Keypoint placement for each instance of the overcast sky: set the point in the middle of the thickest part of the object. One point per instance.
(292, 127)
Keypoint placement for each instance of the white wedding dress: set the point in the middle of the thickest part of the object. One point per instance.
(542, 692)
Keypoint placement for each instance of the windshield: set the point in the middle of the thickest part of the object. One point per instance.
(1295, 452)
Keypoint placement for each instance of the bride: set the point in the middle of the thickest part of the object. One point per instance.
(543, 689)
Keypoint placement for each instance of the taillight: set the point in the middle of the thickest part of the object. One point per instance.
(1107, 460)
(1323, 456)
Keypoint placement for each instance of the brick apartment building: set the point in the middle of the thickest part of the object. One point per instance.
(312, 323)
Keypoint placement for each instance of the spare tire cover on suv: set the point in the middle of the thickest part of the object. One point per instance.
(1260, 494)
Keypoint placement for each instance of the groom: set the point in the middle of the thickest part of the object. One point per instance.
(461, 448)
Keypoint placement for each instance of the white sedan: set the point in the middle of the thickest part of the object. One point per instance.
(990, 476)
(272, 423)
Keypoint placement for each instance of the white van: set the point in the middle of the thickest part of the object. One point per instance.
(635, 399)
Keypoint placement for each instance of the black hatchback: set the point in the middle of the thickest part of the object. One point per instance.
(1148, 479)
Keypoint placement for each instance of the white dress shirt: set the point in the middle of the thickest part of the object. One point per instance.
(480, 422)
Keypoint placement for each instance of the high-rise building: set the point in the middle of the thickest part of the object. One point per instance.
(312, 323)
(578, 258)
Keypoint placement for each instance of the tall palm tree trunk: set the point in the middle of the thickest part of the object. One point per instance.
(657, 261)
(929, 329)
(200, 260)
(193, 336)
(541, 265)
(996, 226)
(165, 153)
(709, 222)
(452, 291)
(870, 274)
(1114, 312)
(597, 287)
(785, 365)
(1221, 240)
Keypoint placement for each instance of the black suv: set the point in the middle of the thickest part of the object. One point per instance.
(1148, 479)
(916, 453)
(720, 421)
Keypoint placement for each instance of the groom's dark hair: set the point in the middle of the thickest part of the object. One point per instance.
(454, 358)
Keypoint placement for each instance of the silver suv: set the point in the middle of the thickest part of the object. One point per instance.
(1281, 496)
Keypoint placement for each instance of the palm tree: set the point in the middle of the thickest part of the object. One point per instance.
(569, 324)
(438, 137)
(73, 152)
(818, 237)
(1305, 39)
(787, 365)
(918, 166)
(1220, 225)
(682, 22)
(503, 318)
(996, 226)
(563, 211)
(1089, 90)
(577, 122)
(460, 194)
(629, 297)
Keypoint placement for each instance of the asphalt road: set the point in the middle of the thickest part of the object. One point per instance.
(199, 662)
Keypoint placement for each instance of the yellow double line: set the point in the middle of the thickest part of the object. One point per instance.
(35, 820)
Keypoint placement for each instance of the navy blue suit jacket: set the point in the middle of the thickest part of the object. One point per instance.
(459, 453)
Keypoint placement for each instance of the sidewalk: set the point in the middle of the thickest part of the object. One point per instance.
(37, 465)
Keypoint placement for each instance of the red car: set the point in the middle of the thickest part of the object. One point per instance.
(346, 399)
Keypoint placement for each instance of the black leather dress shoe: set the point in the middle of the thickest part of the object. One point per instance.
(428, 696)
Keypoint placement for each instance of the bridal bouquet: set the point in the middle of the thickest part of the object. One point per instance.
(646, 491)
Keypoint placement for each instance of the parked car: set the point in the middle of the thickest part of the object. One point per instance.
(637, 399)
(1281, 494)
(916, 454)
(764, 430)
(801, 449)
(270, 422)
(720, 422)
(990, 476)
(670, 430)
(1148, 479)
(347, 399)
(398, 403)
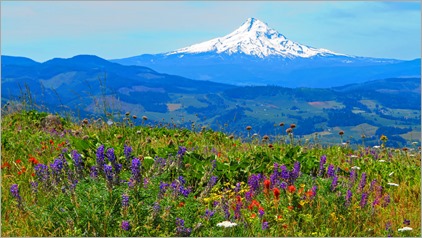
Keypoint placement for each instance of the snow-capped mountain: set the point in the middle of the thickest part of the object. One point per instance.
(255, 38)
(255, 54)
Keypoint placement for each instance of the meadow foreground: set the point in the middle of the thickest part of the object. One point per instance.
(95, 178)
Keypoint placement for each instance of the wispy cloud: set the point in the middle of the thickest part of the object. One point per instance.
(114, 29)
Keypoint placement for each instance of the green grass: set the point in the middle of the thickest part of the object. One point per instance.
(93, 207)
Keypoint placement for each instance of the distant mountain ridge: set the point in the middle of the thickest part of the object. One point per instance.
(87, 84)
(255, 54)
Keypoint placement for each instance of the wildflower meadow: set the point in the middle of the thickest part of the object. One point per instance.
(97, 177)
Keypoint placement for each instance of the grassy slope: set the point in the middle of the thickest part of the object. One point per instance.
(23, 137)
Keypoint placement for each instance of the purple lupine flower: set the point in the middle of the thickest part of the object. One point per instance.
(182, 151)
(284, 172)
(379, 191)
(276, 167)
(322, 161)
(237, 214)
(73, 184)
(387, 200)
(261, 213)
(274, 179)
(388, 225)
(295, 171)
(126, 225)
(180, 228)
(156, 208)
(334, 183)
(131, 183)
(209, 213)
(314, 189)
(77, 159)
(182, 180)
(117, 167)
(352, 177)
(330, 171)
(34, 187)
(56, 168)
(348, 197)
(363, 199)
(146, 182)
(264, 225)
(253, 182)
(160, 161)
(108, 171)
(41, 171)
(371, 187)
(248, 195)
(100, 156)
(57, 165)
(214, 164)
(163, 187)
(225, 206)
(213, 181)
(110, 155)
(125, 200)
(14, 189)
(136, 170)
(128, 152)
(236, 189)
(376, 202)
(94, 172)
(184, 191)
(362, 182)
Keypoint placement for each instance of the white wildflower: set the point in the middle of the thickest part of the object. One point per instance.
(406, 228)
(226, 224)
- - -
WRITTEN PROBLEM
Reproduce these lines exactly, starting at the beginning of the records above and ending at the line that contains "(1260, 494)", including both ends.

REPLY TO THE EXERCISE
Keypoint placement for each instance of the overcast sky: set the point in the middle of the thickest part of the object. One point per instance.
(292, 127)
Keypoint placement for each instance of the white wedding dress: set the point in the middle of the thickest part of the object. One point per instance.
(542, 692)
Keypoint placement for each instance of the windshield: set the point in the middle of the thickest part of the object. One point per instance.
(1295, 452)
Keypoint placement for each instance of the bride: set the point in the middle of the thickest part of the object. One point per instance.
(543, 689)
Keypoint placement for each instance of the taillight: set the point in the middle of the thickest part of the object. One point per instance.
(1107, 460)
(1323, 456)
Keypoint placement for each instance of the brick apartment building: set the point in the middle of the thickest part of the object. One point per instance.
(312, 323)
Keypoint placement for each instance of the spare tire cover on suv: set the point in the middle of the thickest part of the object. One point per instance.
(1260, 494)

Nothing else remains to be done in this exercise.